__Instruction 1__.
In the passage on priors and the posterior, between which values are the uniform priors on the kinetic parameters set?
__Instruction 2__.
Resume the passage on priors and the posterior, picking up right after its final equation.

__Passage__.
# # # # #

To ensure all of the kinetic parameters remain positive, we will take the standard step of sampling in their log space, and place uniform priors (between 0 and 30) over their values to encapsulate our lack of prior information. Additionally, we place a uniform prior (between 0 and 10) on $\bar{η}$ and a Gamma prior on σ² (with parameters a = 0.1, b = 1, such that the expected value of σ² under the prior is 0.1). Finally, inspection of equation 4 shows that there is a coupling between η and γ_g. In the synthetic experiments, we are interested in comparing inferred parameter values with the known values and so we overcome this problem by fixing $\bar{η}$ ₀ to the true value. In experiments with real data, the problem of arbitrary re-scaling is effectively side-stepped by the restrictions imposed on η through its uniform prior.

Using Δ to denote the set of hyper-parameters used to define the various priors, the full posterior over θ, η and σ² is given by

p (η, θ, σ^{2} | X, Δ) = \frac{p (X | θ, η, σ^{2}) p (θ, η, σ^{2} | Δ)}{\int p (X | θ, η, σ^{2}) p (θ, η, σ^{2} | Δ) d θ d η d σ^{2}} . (6)

# # # # #

__Material provided__.
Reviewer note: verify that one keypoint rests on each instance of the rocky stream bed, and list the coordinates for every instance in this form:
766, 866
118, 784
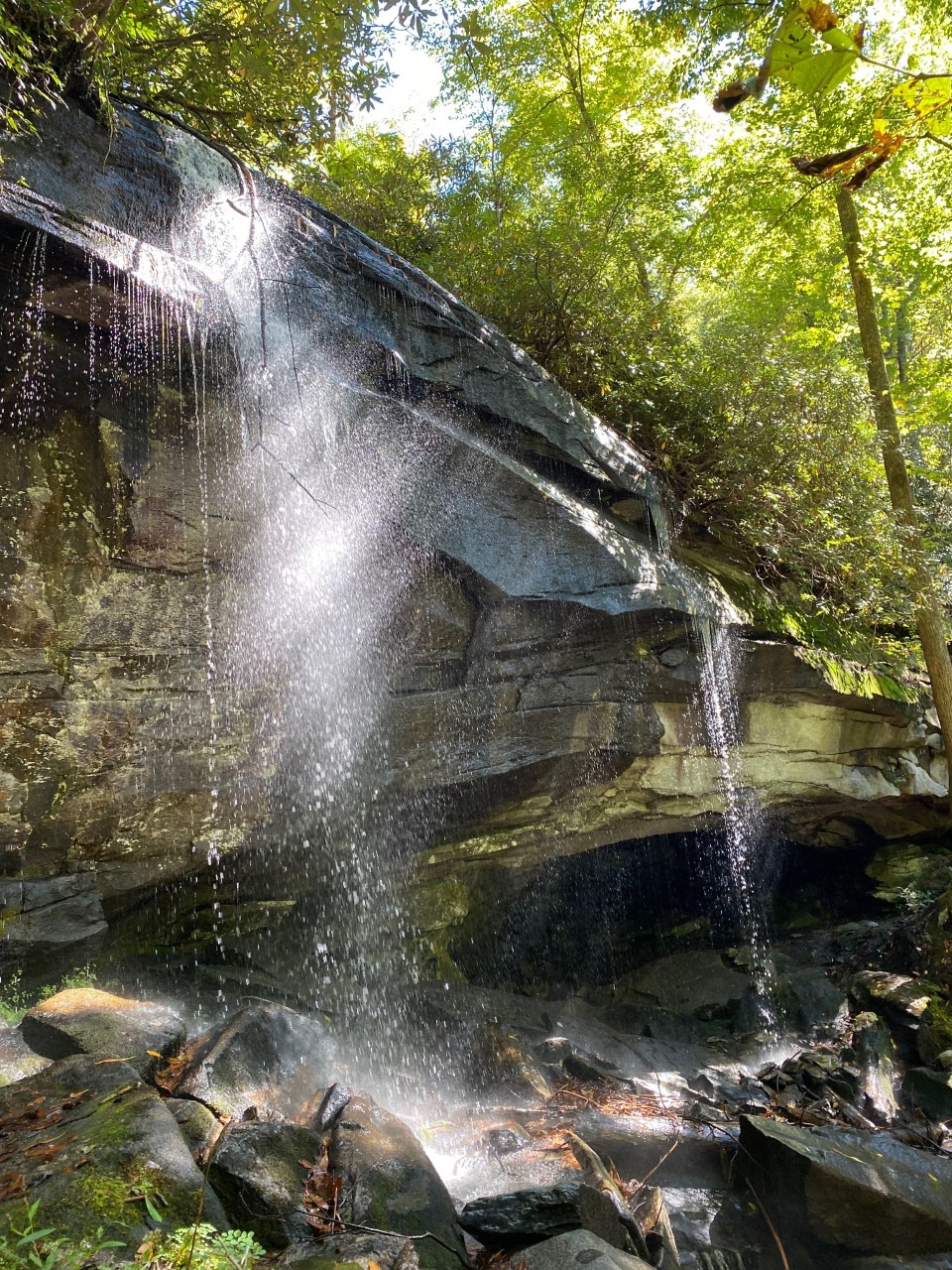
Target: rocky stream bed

# # # # #

__Reply 1__.
Between 0 and 30, in log space.

__Reply 2__.
To obtain samples from this posterior, we use the well-known Metropolis algorithm (see, for example, [15]). For each of our parameters, we use a Gaussian proposal distribution. An initial number of samples is used to estimate the variance of the proposal distribution. This is then tuned during the burn-in period to try and achieve an efficient acceptance rate between 20–40% as suggested in [15]. Convergence is assessed by running 10 separate chains and monitoring the within and between chain variance of each parameter (see for example [15], p.296). The sampler is assumed to have converged when the value of $\hat{R}$ (see [15], p.297) for every parameter is below 1.1.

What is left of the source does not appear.